Contribution du Collectif 3R au bilan de la 3ème phase de concertation sur le projet du Syctom Ivry-Paris XIII


Le Collectif 3R tire un bilan mitigé de la 3ème phase de concertation post débat public organisée par le Syctom sous l’égide d’un garant nommé par la CNDP.

Quel était le but déclaré du Syctom en organisant cette concertation?
« La concertation, processus collectif, vise à faire connaître les données du projet, recueillir les observations qu’il suscite et faire émerger des propositions pour l’enrichir. Le débat et la confrontation d’idées ont pour but d’éclairer la décision des élus, pendant les études et dans l’optique de la mise en œuvre du projet. »

Des réunions d’information appelées abusivement réunions de « concertation ».

Le Syctom a effectivement considéré ces réunions comme des réunions où il pouvait faire connaître les modifications apportées à son projet depuis le vote du Comité syndical du Syctom d’octobre 2014, et non pas comme un lieu de discussion, susceptible de remettre en cause un projet de 2 milliards d’euros d’argent public (1,150 milliard de construction et 850 millions d’exploitation) qui va impacter les finances des collectivités membres du Syctom et de leurs habitants, et retarder de plusieurs dizaines d’années peut-être, l’application d’une législation de transition vers une gestion des déchets plus moderne et en phase avec les préoccupations de nos concitoyens : santé publique, lutte contre la raréfaction des ressources planétaires et économie circulaire, lutte contre le réchauffement climatique.

C’était déjà une pratique qu’avait relevé la CNDP (Commission nationale du débat public) à l’issue du Débat public de 2009. Dans son rapport, la CPDP a indiqué qu’ « elle aurait apprécié que le SYCTOM [considère] le Débat public pour ce qu’il est, à savoir une concertation démocratique largement ouverte où les interlocuteurs contribuent librement sur un projet à construire, et non pas comme une recherche d’adhésion à une décision déjà prise ».

La parole a certes été donnée aux associations, mais selon un ordre du jour qui n’a jamais été discuté avec les associations, et une conduite de la réunion par le Syctom que Monsieur Roudier n’a jamais infléchie .

Deux exemples :

  • Le Collectif 3R a contesté le choix par le Syctom de la date du 5 juillet 2016 pour la tenue de la réunion publique de fin de concertation. Nous avions dès le printemps fait part au garant de notre inquiétude quant au choix d’une date tardive, pratique qui avait déjà été celle du Syctom lors de la 2ème période de concertation. La date du 5 juillet 2016 a néanmoins été choisie par le Syctom et par Philippe Bouyssou, maire d’Ivry-sur-Seine, et validée par Monsieur Roudier.

________

Travail demandé:
[a] Indiquez si chacune des affirmations suivantes s'accorde avec la contribution du Collectif 3R, en répondant par oui ou non et en citant les mots décisifs du texte.
(i) Le projet du Syctom représente 2 milliards d'euros d'argent public.
(ii) L'ordre du jour des réunions a été discuté avec les associations.
(iii) La date du 5 juillet 2016 a été choisie par le Collectif 3R.
[b] Répondez aux questions suivantes à partir de la contribution du Collectif 3R.
(i) Quel est le montant prévu pour la construction ?
(ii) En quelle année a eu lieu le Débat public à l'issue duquel la CNDP avait relevé cette pratique ?
(iii) De quelle commune Philippe Bouyssou est-il le maire ?
La liste n'intervient pas dans ce travail.

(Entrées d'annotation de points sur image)
________

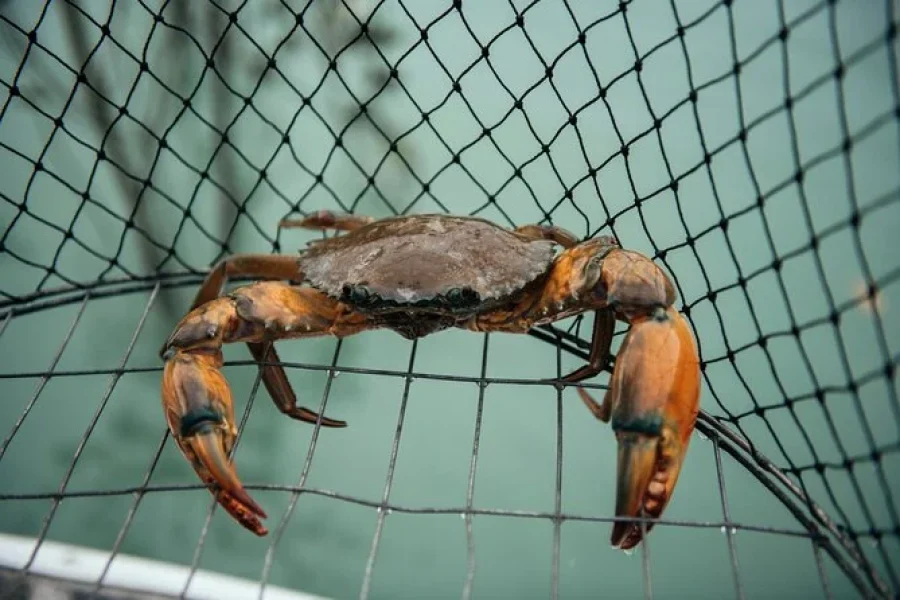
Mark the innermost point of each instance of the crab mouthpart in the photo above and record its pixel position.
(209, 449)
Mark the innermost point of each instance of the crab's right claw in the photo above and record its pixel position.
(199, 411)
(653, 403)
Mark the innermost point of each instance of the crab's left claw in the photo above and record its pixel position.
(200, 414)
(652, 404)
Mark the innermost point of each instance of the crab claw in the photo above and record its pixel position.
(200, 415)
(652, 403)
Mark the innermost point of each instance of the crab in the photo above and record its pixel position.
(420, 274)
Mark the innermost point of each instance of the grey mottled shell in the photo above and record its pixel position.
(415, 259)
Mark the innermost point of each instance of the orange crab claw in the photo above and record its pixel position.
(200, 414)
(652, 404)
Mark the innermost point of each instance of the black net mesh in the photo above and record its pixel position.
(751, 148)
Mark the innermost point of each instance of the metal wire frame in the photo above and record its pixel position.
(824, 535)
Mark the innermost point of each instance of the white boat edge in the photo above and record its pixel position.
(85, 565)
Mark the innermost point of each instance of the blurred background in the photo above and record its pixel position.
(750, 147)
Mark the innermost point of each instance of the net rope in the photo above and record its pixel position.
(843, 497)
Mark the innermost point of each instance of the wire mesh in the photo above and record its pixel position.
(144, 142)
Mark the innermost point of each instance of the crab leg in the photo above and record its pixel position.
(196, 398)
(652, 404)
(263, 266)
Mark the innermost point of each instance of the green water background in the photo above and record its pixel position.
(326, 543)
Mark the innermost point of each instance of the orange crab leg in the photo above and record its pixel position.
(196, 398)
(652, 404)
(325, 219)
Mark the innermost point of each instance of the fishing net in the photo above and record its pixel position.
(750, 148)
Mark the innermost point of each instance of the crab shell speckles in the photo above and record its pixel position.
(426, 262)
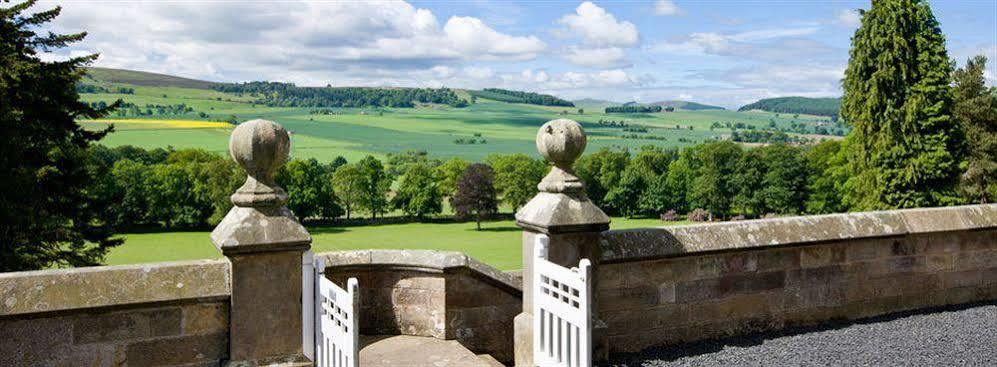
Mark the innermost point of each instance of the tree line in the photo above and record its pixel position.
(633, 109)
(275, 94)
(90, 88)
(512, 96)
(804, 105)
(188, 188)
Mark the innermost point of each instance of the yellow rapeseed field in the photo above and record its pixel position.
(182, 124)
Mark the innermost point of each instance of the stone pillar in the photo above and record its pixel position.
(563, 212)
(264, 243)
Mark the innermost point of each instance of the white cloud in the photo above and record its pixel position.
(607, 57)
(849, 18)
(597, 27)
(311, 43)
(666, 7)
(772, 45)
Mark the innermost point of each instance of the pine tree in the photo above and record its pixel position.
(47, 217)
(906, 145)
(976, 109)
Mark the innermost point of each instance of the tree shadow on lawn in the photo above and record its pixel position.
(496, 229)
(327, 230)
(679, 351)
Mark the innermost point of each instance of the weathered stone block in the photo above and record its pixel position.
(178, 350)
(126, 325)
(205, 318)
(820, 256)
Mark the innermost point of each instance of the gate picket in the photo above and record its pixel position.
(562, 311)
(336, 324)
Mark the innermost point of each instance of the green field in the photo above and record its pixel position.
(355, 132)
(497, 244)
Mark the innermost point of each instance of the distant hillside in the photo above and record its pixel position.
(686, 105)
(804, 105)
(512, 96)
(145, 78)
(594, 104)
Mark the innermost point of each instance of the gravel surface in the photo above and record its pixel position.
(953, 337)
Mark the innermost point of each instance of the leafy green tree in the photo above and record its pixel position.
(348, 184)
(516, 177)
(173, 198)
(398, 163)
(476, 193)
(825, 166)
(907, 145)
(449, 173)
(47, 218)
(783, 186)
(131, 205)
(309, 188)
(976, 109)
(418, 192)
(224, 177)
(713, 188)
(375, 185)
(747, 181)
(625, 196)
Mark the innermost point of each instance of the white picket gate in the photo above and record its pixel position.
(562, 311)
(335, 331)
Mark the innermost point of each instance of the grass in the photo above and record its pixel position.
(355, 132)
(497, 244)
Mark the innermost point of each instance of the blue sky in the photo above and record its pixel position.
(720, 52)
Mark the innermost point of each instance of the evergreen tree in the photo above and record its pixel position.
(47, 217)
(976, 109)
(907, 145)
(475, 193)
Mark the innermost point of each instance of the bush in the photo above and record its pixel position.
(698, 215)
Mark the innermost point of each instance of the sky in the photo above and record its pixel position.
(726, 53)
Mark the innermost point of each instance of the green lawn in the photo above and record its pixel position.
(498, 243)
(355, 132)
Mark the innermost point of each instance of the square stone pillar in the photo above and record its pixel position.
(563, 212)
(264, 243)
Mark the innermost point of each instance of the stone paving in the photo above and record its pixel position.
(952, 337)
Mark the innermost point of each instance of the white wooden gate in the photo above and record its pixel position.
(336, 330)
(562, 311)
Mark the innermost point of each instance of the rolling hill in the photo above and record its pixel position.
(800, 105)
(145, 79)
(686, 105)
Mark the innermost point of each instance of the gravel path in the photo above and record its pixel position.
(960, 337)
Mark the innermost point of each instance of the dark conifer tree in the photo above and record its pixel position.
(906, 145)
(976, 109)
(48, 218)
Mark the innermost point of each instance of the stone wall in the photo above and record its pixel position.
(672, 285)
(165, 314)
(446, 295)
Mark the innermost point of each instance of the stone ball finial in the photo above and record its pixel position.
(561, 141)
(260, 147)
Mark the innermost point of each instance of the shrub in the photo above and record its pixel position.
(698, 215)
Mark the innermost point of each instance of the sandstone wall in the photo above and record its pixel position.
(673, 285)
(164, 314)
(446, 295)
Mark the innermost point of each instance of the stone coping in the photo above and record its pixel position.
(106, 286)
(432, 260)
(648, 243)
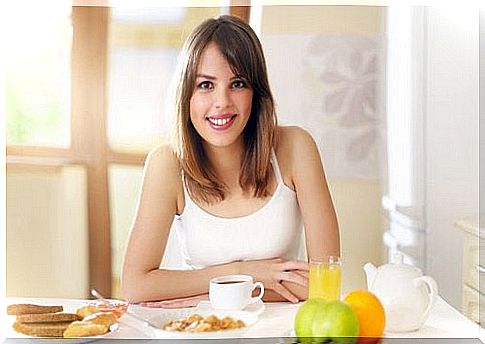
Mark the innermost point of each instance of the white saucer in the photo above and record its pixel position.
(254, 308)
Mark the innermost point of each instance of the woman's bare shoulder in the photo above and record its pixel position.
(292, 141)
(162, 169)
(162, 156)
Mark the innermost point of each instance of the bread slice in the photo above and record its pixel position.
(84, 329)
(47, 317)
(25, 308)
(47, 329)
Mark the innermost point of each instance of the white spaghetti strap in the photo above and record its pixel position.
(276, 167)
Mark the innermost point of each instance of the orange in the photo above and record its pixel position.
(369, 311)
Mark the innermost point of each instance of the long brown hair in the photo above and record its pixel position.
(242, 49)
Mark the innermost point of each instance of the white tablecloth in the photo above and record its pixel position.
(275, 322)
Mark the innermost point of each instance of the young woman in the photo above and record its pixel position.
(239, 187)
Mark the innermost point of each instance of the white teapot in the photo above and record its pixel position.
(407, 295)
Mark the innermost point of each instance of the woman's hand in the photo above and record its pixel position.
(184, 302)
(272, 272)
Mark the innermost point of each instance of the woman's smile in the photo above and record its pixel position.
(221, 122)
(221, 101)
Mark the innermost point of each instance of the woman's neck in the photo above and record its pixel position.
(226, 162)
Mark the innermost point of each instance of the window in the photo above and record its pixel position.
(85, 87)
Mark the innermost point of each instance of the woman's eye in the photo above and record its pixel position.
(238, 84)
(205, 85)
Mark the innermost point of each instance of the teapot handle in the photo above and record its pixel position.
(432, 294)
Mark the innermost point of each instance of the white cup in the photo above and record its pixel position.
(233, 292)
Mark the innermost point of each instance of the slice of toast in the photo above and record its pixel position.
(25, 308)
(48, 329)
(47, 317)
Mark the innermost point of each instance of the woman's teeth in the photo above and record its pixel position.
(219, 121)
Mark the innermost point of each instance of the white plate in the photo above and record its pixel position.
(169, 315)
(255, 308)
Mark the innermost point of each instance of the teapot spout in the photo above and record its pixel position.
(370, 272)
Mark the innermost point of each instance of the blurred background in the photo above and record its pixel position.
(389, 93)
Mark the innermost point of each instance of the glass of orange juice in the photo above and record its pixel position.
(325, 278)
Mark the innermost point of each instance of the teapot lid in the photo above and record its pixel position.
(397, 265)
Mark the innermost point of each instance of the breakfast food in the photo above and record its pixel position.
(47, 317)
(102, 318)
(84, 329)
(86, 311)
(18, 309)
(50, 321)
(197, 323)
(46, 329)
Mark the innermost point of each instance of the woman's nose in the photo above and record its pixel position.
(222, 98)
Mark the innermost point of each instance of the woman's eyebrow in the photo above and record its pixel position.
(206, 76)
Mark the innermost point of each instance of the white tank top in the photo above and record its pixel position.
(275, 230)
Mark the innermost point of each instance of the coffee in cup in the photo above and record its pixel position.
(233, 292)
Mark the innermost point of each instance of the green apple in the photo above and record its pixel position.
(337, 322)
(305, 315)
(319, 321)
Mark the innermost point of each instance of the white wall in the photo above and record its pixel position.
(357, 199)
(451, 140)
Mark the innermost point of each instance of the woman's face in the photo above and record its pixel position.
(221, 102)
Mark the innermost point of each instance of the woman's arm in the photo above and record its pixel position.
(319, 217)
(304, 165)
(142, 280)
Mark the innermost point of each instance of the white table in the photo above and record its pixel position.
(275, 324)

________

Corrigés par tâche:
[a]
(i) Oui : « un projet de 2 milliards d’euros d’argent public ».
(ii) Non : « selon un ordre du jour qui n’a jamais été discuté avec les associations ».
(iii) Non : « La date du 5 juillet 2016 a néanmoins été choisie par le Syctom et par Philippe Bouyssou, maire d’Ivry-sur-Seine ».

[b]
(i) 1,150 milliard d'euros.
(ii) En 2009.
(iii) D'Ivry-sur-Seine.